[Location identification entries]
═══
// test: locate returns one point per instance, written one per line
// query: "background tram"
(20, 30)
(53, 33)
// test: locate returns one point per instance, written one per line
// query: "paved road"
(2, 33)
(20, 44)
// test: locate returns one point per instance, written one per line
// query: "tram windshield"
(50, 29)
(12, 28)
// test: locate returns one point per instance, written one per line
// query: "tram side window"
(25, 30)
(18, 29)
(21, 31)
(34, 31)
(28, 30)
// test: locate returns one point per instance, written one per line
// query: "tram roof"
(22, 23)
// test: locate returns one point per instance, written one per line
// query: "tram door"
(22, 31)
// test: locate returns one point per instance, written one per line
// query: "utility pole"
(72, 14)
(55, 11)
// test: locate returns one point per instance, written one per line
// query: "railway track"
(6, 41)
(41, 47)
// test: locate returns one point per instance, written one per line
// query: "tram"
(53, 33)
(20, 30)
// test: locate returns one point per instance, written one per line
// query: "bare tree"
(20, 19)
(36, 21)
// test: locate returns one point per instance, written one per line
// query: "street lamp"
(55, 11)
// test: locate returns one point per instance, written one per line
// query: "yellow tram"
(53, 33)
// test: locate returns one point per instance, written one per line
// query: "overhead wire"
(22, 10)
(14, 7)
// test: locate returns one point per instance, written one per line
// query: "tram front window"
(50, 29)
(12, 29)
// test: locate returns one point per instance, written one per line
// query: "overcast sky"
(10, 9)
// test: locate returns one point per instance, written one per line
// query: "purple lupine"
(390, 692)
═══
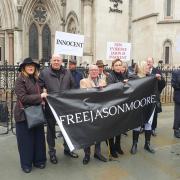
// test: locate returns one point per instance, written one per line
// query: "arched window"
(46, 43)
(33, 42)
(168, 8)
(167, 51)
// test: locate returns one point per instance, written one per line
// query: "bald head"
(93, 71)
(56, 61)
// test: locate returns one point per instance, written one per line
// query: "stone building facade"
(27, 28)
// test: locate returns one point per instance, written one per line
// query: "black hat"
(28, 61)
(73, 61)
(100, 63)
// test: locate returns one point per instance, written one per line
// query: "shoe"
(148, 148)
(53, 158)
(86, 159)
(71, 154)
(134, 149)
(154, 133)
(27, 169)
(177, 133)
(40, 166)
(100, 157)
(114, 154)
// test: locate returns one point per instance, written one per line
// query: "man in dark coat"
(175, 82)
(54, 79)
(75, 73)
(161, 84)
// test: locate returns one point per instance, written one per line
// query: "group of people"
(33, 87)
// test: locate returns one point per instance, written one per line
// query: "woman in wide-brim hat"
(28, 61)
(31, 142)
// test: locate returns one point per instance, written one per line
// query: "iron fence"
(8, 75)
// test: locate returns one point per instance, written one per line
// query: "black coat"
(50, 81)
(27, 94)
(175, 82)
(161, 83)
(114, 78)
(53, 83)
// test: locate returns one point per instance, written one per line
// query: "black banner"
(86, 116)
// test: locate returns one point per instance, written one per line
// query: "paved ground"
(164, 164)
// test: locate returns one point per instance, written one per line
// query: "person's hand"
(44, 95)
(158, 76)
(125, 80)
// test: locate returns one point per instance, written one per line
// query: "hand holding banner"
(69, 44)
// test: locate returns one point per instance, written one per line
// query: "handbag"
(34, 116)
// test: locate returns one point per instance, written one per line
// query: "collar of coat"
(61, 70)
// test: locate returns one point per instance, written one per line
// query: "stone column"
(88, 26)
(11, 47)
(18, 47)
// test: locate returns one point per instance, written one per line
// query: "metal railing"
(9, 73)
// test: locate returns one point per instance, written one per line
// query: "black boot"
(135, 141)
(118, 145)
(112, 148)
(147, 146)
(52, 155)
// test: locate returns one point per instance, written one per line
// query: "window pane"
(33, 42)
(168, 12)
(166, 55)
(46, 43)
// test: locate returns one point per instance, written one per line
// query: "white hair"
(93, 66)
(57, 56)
═══
--- Set problem ---
Collect every line from the data above that contains the string "paved". Case must match.

--- Expected answer ---
// query: "paved road"
// query: "paved ground"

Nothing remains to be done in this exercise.